In a production that captured the humanity that Chekhov found amusing, Uncle Vanya, as presented by Columbia University School of the Arts and November Theatre, moved at a clip supported by an excellent cast. Vanya is a play that might easily sink by taking too literally the many times its characters utter the word “bored.” This lively production, directed by Michael Scholar, Jr., instead illustrates how Chekhov’s characters draw energy from one another and, at least for a moment, grow beyond their isolated lives by being thrown together on a country estate.

Vanya and his niece Sonya are visited by Sonya’s father, Professor Serebyakov, and his young second wife, Yelena. Yelena is admired to the point of obsession by Vanya and the neighboring doctor, Astrov. Sonya is in love with the doctor. Yelena will have nothing to do with the two men, though she is more compelled by the doctor than Vanya. The professor launches his plan to sell the estate and is attacked by Vanya for squandering the property where Vanya and Sonya have worked for decades on behalf of the Professor’s upkeep. Vanya attempts to shoot the professor and misses twice. After this encounter the visitors leave and the estate re-calibrates to its normally low vibration.

The production was cast meticulously and for that Scholar must be given full credit. Timothy McCown Reynolds gives Astrov playful charm spiced with cynicism and alcoholic misbehavior. Elliott Mayer is an appealingly rumpled Vanya who is haunted by feelings of waste and uselessness while still managing to find wry humor in the character’s despair. Alana Rader is heartbreaking as she captures Sonya’s childlike soul and loving strength. Clara F. Pagone is a languidly glamorous Yelena who has the dignity to hold her ground with two insistent suitors. Howard Thoresen justifies the professor so well you wonder what all the fuss is. Even the supporting cast, headed by an exuberant Jon Peacock’s lovable Waffles, are well cast. This is not a production that ponderously slows the work down but rather moves the story with ease and a sense of how the characters’ heightened emotions are sparking the estate’s dusty rooms with energy.

If there are questions about this production it rests with some choices that were confusing. Scholar created a new character by physically embodying Vanya’s sister and Sonya’s mother, as if she is a visible ghost in the house. While a case could be made that this character is referred to in the script as an important beacon in Vanya and Sonya’s past, her physical presence is unnecessary and proves to be a distraction in some important moments. I wondered why the ghost had to take the bullet from Vanya’s gun and guide it off course. Perhaps in the small playing space the production felt no one could miss their target but the interference muddled a moment that has potential for humor, for that very reason.

##############################

*Your instructions*: Please list every actor named in the Uncle Vanya review, together with the character each one plays.

##############################

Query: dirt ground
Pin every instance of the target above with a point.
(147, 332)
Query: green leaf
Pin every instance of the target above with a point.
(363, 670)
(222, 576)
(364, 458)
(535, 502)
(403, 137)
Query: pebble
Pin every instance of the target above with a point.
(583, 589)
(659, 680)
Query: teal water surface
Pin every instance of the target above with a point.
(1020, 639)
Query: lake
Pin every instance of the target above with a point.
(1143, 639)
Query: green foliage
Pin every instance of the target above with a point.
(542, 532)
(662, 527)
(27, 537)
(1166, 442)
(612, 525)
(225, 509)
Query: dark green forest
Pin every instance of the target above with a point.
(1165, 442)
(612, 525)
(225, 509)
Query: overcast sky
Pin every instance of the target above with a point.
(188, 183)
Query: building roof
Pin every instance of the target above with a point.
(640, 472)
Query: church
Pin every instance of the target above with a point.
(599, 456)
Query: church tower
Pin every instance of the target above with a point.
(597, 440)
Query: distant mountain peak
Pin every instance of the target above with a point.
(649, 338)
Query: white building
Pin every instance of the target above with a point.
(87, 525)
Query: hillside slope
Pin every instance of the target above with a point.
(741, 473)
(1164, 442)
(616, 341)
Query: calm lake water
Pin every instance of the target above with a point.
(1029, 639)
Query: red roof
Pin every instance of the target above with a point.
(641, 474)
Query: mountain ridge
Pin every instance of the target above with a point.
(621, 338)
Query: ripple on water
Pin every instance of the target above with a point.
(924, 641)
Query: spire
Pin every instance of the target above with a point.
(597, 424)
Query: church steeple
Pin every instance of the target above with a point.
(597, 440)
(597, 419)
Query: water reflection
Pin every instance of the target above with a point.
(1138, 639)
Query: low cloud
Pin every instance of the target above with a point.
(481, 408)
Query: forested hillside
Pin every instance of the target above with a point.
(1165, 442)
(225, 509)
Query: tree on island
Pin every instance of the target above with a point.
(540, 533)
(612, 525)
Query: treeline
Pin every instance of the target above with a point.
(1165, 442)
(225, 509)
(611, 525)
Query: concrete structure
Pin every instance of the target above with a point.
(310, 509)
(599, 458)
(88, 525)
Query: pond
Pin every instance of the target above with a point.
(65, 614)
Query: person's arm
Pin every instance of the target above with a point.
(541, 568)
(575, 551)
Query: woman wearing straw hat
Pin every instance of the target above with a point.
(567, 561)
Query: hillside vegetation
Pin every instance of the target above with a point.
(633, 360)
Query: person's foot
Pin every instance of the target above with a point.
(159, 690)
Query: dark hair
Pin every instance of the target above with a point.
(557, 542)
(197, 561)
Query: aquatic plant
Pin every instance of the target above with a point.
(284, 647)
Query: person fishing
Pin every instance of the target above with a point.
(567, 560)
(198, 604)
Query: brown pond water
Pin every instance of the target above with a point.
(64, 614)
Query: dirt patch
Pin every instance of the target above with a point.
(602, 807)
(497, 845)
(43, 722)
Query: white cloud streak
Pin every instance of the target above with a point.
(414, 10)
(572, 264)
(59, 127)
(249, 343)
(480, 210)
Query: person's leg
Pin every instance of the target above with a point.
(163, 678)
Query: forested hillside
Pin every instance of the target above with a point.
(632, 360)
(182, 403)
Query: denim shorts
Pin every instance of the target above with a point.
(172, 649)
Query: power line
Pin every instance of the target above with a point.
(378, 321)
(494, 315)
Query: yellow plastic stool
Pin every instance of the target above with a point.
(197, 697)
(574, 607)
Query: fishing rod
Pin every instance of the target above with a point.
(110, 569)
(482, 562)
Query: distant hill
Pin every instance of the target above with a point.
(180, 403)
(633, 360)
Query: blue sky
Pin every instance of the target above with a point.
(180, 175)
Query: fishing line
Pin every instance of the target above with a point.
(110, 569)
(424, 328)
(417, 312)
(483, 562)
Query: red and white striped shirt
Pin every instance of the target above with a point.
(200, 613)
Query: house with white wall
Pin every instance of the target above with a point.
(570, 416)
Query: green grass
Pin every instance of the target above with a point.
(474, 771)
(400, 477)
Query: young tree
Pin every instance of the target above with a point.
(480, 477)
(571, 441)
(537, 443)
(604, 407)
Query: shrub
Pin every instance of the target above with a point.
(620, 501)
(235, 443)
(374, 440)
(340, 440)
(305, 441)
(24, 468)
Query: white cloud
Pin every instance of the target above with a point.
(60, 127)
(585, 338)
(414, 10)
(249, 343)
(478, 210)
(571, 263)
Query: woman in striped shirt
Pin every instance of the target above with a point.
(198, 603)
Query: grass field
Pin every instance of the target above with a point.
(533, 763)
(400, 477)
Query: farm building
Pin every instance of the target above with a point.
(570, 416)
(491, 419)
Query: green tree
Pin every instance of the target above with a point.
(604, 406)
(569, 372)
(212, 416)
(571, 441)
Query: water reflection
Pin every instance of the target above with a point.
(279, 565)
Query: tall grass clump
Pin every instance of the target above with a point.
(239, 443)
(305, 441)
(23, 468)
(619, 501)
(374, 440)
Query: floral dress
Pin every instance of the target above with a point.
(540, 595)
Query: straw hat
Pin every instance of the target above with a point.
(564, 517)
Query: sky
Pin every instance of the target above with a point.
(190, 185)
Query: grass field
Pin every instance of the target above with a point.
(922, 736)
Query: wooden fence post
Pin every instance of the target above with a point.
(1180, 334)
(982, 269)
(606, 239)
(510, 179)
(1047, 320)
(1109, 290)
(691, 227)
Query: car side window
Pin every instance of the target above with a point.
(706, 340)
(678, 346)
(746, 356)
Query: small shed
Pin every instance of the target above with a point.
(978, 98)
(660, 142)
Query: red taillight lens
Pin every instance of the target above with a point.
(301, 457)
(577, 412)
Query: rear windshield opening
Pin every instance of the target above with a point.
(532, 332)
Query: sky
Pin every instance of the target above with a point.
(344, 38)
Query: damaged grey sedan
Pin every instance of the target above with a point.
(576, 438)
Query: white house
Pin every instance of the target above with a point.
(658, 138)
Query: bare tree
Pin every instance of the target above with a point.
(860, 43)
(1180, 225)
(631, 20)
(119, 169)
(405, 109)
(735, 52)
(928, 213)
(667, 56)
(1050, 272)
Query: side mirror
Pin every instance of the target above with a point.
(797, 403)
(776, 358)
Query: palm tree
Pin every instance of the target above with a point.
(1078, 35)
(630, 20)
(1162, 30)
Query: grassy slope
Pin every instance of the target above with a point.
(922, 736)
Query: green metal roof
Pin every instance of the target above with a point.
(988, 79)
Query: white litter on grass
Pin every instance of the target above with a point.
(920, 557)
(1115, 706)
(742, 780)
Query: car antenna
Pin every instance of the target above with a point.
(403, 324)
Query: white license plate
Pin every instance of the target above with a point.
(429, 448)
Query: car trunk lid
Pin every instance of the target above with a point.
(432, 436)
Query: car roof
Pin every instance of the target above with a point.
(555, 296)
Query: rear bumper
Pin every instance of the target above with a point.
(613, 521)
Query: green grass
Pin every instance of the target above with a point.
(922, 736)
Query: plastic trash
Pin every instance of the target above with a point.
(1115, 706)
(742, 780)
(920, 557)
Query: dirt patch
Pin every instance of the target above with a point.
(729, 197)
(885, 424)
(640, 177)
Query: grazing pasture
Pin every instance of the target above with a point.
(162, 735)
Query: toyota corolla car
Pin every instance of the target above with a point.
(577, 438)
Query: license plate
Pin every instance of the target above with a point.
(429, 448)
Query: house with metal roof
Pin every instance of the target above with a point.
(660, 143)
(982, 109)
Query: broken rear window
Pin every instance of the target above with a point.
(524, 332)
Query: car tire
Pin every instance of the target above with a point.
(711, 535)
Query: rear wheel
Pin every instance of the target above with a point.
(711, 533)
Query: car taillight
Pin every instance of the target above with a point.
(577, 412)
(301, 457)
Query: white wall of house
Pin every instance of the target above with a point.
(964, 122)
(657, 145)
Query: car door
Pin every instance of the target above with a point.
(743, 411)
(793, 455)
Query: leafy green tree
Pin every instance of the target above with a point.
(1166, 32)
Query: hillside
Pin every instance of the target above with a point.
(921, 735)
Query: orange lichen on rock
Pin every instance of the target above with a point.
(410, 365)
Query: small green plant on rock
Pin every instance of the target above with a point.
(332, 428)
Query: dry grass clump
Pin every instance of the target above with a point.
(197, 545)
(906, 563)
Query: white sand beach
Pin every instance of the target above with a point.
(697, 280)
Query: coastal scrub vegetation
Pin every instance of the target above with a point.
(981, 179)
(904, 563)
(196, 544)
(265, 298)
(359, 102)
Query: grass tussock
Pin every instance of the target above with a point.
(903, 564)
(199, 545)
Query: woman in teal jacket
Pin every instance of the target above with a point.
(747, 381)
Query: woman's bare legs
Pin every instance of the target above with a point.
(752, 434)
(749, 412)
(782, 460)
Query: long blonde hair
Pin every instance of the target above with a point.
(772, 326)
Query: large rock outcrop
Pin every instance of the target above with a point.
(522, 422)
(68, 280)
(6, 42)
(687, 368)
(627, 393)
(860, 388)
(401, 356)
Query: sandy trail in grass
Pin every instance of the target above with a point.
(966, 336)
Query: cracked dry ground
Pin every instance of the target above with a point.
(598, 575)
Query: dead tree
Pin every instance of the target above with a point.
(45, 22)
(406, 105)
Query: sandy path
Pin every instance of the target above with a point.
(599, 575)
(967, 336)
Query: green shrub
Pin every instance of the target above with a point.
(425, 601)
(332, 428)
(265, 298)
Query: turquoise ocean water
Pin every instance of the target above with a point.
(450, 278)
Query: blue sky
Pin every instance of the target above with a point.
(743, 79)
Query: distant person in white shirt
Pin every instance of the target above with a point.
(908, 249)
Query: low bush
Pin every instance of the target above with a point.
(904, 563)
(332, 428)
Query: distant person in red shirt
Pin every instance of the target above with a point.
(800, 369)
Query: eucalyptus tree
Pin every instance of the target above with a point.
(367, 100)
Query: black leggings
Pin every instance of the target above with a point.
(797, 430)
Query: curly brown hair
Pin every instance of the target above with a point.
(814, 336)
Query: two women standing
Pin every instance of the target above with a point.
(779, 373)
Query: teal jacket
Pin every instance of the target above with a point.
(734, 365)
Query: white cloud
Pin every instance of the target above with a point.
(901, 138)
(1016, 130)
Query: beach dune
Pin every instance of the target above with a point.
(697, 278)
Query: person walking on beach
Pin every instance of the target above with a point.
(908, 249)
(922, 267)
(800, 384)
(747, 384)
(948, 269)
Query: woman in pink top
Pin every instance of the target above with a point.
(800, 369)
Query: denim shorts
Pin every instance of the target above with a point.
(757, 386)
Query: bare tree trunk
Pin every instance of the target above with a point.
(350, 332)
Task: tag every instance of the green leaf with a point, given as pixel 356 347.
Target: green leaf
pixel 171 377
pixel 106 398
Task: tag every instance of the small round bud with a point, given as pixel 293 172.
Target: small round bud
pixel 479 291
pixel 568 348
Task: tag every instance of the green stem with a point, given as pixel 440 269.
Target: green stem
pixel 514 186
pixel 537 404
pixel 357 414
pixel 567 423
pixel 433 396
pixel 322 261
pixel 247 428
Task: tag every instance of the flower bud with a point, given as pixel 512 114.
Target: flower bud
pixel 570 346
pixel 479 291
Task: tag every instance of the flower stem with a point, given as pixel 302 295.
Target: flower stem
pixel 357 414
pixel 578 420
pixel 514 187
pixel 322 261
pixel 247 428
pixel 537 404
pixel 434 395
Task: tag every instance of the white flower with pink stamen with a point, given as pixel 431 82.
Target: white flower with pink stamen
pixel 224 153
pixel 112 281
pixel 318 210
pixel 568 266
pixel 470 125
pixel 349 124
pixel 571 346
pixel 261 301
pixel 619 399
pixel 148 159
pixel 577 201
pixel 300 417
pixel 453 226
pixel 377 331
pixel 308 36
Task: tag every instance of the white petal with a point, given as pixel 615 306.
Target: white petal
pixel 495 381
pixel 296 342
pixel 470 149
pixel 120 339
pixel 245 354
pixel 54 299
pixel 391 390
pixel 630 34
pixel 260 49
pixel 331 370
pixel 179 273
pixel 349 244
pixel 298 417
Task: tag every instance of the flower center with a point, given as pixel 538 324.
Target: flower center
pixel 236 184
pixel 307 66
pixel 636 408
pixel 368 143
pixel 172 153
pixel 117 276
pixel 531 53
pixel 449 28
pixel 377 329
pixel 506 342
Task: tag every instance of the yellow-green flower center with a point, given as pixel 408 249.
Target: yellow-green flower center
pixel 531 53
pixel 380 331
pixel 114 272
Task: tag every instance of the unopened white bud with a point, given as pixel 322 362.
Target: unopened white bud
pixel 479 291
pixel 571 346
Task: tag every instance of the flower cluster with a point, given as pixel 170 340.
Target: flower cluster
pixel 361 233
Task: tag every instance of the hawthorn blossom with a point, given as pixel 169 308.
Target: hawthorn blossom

##############################

*Response to this exercise*:
- Timothy McCown Reynolds: Astrov
- Elliott Mayer: Vanya
- Alana Rader: Sonya
- Clara F. Pagone: Yelena
- Howard Thoresen: the professor
- Jon Peacock: Waffles